» **Task statement**
Output each line of the material below as an item in a numbered list, skipping any blank lines and leaving out the pictures.

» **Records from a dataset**
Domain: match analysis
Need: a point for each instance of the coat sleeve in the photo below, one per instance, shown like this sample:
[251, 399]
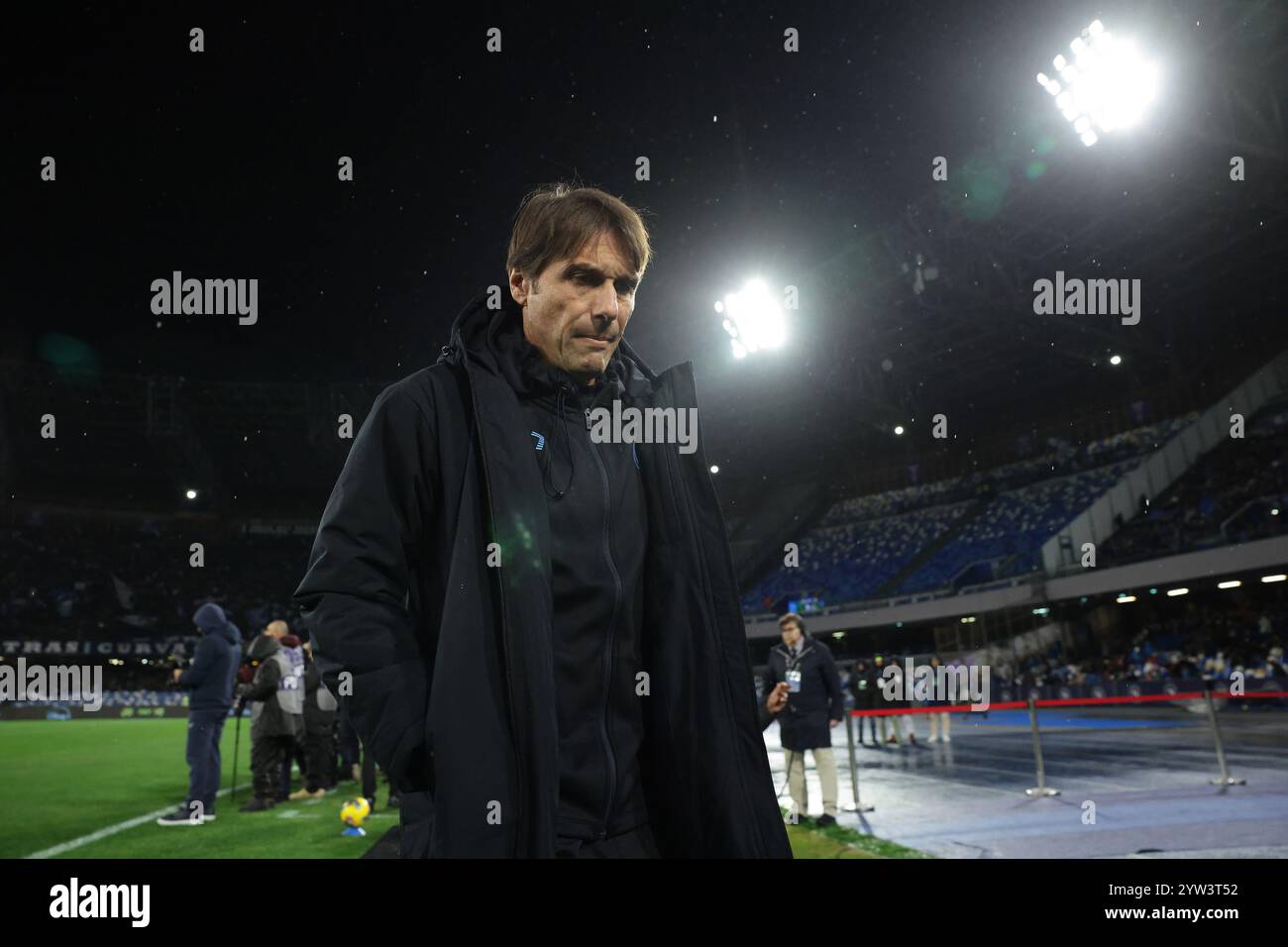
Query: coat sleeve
[265, 684]
[355, 594]
[202, 663]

» **Response**
1. Domain: match analysis
2. Need: a point for each instance of the coat sleeve in the photo below, one per instance, shown like this sample:
3. [251, 399]
4. Query: coat sleeve
5. [265, 684]
6. [355, 594]
7. [202, 663]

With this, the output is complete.